-------- GIVEN ENTRIES --------
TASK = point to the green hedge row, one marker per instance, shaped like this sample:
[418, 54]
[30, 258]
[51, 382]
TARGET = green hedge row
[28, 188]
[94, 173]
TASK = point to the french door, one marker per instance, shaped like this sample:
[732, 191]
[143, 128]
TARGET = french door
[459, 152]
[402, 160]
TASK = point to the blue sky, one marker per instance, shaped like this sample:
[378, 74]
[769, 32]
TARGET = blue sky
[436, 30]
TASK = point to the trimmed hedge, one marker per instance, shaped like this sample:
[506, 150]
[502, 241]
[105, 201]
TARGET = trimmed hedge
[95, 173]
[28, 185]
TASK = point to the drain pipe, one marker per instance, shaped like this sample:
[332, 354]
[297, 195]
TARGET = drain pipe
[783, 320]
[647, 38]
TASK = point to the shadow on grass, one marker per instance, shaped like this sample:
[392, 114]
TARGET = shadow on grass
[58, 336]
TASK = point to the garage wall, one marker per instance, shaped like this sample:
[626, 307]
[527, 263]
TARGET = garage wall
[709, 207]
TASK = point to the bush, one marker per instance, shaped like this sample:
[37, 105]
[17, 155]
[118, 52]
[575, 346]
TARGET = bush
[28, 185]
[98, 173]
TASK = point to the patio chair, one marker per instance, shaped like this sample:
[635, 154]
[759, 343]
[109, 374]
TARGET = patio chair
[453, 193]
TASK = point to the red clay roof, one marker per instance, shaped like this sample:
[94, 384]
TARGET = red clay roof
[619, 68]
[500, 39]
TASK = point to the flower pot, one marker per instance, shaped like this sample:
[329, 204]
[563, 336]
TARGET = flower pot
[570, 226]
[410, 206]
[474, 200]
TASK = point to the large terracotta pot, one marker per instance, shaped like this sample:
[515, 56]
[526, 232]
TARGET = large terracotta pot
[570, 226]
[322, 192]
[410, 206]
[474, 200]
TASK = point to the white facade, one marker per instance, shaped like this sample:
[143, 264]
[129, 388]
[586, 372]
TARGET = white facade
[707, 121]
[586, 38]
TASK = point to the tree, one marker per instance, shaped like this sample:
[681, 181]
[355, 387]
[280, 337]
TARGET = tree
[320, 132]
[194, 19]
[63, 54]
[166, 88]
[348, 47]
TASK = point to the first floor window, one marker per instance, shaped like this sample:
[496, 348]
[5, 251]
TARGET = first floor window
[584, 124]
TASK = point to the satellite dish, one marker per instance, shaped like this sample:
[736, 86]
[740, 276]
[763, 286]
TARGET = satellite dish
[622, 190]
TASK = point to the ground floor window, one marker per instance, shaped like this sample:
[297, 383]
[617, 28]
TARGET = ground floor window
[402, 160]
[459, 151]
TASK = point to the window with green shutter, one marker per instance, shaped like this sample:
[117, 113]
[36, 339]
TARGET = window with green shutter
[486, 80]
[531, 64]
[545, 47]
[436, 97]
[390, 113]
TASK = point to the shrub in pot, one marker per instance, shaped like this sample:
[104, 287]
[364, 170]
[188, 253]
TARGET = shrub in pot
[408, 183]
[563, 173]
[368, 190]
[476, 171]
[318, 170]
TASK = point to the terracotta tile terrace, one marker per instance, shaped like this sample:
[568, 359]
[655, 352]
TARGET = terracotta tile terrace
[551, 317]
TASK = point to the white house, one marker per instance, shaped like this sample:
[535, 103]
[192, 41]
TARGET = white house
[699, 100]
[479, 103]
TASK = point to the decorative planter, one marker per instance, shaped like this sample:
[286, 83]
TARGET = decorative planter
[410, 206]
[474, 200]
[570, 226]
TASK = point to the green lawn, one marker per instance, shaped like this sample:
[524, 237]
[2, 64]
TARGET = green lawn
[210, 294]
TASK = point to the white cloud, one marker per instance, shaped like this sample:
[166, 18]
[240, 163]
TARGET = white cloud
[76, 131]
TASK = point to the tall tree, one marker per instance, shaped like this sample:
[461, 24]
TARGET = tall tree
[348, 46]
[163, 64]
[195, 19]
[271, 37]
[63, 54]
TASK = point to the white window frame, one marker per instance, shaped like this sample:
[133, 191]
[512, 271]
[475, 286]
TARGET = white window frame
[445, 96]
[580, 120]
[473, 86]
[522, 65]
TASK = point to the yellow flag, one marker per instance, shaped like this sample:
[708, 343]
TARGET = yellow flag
--------
Go through the entries above and pull out each line with "flag" in it.

TASK = point to the yellow flag, one marker per instance, shaped like this sample:
TARGET = yellow flag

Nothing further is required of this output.